WRITTEN TASK A: Retype the stretch of the records from the line that contains "the woman's face." through the end of the records, keeping both ends.

This is my ListenLiveClient configuration:

const connection = this.client.listen.live({
    encoding: 'mulaw',
    sample_rate: 8000,
    model: 'nova-2',
    punctuate: true,
    interim_results: true,
    endpointing: 300,
    utterance_end_ms: 1000,
    language: 'en-US',
    smart_format: true
})

I am sending audio from twilio (G.711 u-law 8kHz, base64-encoded) to the listen live client, and receiving transcription events.

Expected behavior

What would you expect to happen when following the steps above?

I expect to receive intermediate / interim transcriptions, and then a transcription with is_final set to true. If speech_final is set to true, then I use the result. if speech_final is set to false, I expect to receive another transcription event in the future that contains speech_final set to true.

To attempt to fix this problem, I attempt to manually request finalization with connection.finalize(), but no speech_final is ever received

Please tell us about your environment

We want to make sure the problem isn't specific to your operating system or programming language.

EXCERPTED RECORDS:
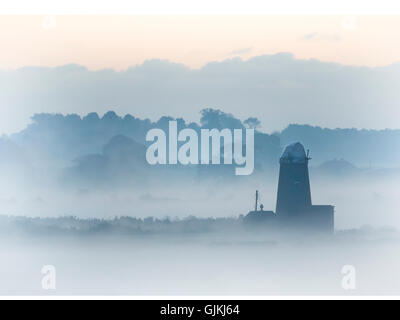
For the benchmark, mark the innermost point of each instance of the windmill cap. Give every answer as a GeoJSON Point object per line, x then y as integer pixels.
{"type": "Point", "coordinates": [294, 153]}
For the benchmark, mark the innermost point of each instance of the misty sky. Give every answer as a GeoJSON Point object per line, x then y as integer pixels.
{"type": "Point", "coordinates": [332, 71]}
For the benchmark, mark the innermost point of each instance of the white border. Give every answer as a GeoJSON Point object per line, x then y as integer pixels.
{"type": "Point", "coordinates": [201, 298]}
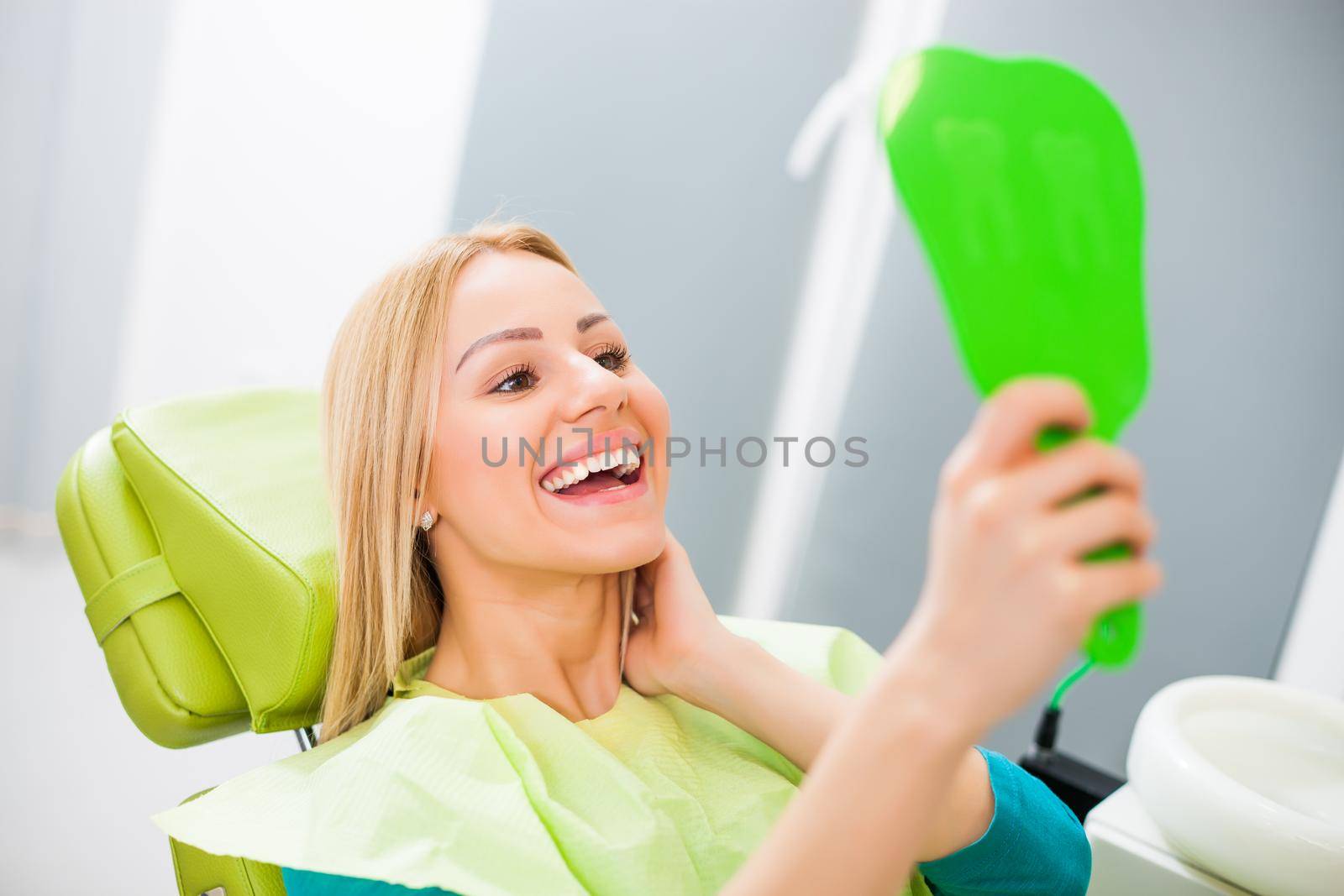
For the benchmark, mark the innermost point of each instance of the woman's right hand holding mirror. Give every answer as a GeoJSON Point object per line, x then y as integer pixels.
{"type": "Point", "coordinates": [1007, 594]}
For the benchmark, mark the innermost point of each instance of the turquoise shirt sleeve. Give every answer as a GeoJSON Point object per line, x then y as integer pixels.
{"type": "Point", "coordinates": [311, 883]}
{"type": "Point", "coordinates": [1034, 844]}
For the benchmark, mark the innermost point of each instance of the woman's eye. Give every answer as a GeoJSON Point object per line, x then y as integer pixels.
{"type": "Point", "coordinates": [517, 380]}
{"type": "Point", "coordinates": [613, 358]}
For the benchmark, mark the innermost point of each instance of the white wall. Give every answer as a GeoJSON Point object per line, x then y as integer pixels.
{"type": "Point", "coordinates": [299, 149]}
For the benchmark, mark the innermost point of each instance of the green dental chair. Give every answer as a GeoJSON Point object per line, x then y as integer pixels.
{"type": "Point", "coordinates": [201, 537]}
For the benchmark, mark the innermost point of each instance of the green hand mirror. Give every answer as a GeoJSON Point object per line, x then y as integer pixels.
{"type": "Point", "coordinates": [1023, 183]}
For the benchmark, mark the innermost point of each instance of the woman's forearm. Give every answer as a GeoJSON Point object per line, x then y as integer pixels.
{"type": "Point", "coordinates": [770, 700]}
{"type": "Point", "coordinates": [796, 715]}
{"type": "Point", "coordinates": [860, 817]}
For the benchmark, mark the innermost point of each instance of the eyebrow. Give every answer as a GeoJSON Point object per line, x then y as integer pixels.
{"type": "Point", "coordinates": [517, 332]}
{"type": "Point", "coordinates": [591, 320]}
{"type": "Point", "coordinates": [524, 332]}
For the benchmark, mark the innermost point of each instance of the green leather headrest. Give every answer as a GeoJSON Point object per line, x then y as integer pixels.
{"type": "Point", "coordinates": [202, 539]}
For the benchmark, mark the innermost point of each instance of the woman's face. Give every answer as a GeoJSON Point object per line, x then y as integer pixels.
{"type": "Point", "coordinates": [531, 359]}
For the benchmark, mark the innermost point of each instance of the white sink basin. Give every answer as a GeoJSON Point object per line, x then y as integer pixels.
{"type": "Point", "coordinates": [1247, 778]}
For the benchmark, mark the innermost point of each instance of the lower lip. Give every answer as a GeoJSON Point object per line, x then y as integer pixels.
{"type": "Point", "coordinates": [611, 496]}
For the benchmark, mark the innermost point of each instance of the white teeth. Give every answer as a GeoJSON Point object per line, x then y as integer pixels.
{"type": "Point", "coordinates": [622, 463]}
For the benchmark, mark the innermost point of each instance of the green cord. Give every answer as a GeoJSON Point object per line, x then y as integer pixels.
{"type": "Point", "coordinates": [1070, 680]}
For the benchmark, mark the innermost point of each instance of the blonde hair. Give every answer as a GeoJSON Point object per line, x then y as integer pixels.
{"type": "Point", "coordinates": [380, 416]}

WRITTEN TASK B:
Answer from the passage about the live transcription setup:
(i) What value is given for sample_rate in the configuration?
(ii) What audio source sends audio to the listen live client?
(iii) What call is used to request finalization manually?

FINISHED ANSWER A:
For the benchmark, mark the innermost point of each instance of the woman's face. Give every answer as a GeoJSON Point object per line, x then y as integer pixels.
{"type": "Point", "coordinates": [531, 359]}
For the benchmark, mark the innermost point of each instance of the white sink basin. Give every answer as a GeoJSON Point object per line, x then y as integer pixels.
{"type": "Point", "coordinates": [1247, 778]}
For the benchmark, mark the innermost point of each instance of the lower lip. Give every answer as a GeoJSON Point object per line, x then y as integer pixels.
{"type": "Point", "coordinates": [611, 496]}
For the benchmark, mark the innermost point of each instance of the white teeth. Give every answer as a GeoJSON Point object per line, x then y as integer pixels.
{"type": "Point", "coordinates": [622, 463]}
For the benchmark, mark the innermost point of each instance of the green cord. Give every answer as a GeoJSON Point object per line, x then y as integer pixels.
{"type": "Point", "coordinates": [1070, 680]}
For the benchmark, mark the innermost point of each instance of the blonde hair. Give every answer as a GeoJSON Point object per line, x then y as integer pixels.
{"type": "Point", "coordinates": [380, 416]}

FINISHED ANSWER B:
(i) 8000
(ii) twilio
(iii) connection.finalize()